## Start Extracted entries
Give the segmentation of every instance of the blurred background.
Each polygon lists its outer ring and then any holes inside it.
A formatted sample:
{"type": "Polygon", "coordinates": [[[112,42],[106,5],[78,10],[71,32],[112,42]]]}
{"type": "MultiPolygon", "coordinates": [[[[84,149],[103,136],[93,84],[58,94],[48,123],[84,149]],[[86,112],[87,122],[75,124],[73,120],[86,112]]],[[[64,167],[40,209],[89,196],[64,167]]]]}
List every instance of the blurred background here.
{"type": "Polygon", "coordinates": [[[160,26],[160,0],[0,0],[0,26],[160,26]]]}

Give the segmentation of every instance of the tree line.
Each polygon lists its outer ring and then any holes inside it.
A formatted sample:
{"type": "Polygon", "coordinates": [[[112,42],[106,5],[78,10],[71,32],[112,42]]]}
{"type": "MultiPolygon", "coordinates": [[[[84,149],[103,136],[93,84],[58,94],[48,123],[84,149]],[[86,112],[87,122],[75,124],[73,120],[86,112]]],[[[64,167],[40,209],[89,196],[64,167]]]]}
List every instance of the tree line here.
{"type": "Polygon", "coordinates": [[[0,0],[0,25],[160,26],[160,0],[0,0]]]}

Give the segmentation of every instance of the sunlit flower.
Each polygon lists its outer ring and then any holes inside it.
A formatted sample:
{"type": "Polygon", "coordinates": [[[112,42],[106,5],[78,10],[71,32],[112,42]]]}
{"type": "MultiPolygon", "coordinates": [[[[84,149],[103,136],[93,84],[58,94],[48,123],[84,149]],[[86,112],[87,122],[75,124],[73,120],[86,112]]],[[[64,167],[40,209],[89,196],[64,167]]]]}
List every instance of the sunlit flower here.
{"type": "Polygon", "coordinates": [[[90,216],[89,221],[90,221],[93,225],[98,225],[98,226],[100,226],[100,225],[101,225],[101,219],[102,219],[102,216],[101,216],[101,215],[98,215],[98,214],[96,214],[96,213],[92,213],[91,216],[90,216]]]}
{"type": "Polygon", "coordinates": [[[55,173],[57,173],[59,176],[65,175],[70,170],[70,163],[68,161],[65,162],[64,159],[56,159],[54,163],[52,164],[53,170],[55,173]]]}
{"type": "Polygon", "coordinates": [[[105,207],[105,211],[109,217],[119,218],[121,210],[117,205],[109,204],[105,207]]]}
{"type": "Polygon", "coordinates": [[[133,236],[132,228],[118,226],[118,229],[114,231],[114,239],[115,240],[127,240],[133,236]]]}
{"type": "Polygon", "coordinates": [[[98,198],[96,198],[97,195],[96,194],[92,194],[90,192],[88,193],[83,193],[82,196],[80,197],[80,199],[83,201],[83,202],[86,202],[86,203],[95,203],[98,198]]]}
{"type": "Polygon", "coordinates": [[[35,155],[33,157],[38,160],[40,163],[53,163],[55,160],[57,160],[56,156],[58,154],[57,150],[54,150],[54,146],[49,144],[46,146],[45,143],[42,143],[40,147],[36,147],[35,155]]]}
## End Extracted entries
▶ _What is asked_: Above are the records; retype them all without a single difference.

▶ _Full response_:
Give the segmentation of every instance of the blurred background.
Each polygon lists its outer ring and then any holes inside it.
A formatted sample:
{"type": "Polygon", "coordinates": [[[112,42],[106,5],[78,10],[71,32],[112,42]]]}
{"type": "MultiPolygon", "coordinates": [[[[84,149],[103,136],[93,84],[58,94],[48,123],[84,149]],[[86,112],[87,122],[75,124],[73,120],[86,112]]],[[[64,167],[40,209],[89,196],[64,167]]]]}
List every instance of the blurred background here.
{"type": "Polygon", "coordinates": [[[160,26],[160,0],[0,0],[0,26],[160,26]]]}

Give the segmentation of every instance of the tree line.
Each polygon lists its outer ring and then any holes inside it.
A formatted sample:
{"type": "Polygon", "coordinates": [[[112,42],[106,5],[78,10],[71,32],[112,42]]]}
{"type": "MultiPolygon", "coordinates": [[[[84,149],[103,136],[93,84],[58,94],[48,123],[84,149]],[[86,112],[87,122],[75,124],[73,120],[86,112]]],[[[64,167],[40,209],[89,196],[64,167]]]]}
List every instance of the tree line here.
{"type": "Polygon", "coordinates": [[[0,0],[0,25],[160,26],[160,0],[0,0]]]}

Give the segmentation of every instance of the sunlit flower.
Each polygon lists its outer ring and then any holes inside it.
A formatted sample:
{"type": "Polygon", "coordinates": [[[112,42],[106,5],[78,10],[71,32],[112,42]]]}
{"type": "MultiPolygon", "coordinates": [[[[84,149],[103,136],[93,84],[58,94],[48,123],[84,149]],[[86,112],[87,122],[75,124],[73,120],[86,112]]],[[[64,167],[40,209],[89,196],[64,167]]]]}
List every instance of the sunlit flower here.
{"type": "Polygon", "coordinates": [[[90,216],[89,221],[90,221],[93,225],[98,225],[98,226],[100,226],[100,225],[101,225],[101,219],[102,219],[102,216],[101,216],[101,215],[98,215],[98,214],[96,214],[96,213],[92,213],[91,216],[90,216]]]}
{"type": "Polygon", "coordinates": [[[55,173],[57,173],[59,176],[65,175],[70,170],[70,163],[68,161],[65,162],[64,159],[56,159],[54,163],[52,164],[53,170],[55,173]]]}
{"type": "Polygon", "coordinates": [[[105,207],[105,211],[109,217],[119,218],[121,210],[117,205],[109,204],[105,207]]]}
{"type": "Polygon", "coordinates": [[[133,236],[132,228],[118,226],[118,229],[114,231],[114,239],[115,240],[127,240],[133,236]]]}
{"type": "Polygon", "coordinates": [[[98,198],[96,198],[97,195],[96,194],[92,194],[90,192],[88,193],[83,193],[82,196],[80,197],[80,199],[83,201],[83,202],[86,202],[86,203],[95,203],[98,198]]]}
{"type": "Polygon", "coordinates": [[[35,155],[33,157],[38,160],[40,163],[53,163],[55,160],[57,160],[56,156],[58,154],[57,150],[54,150],[54,146],[49,144],[46,146],[45,143],[42,143],[40,147],[36,147],[35,155]]]}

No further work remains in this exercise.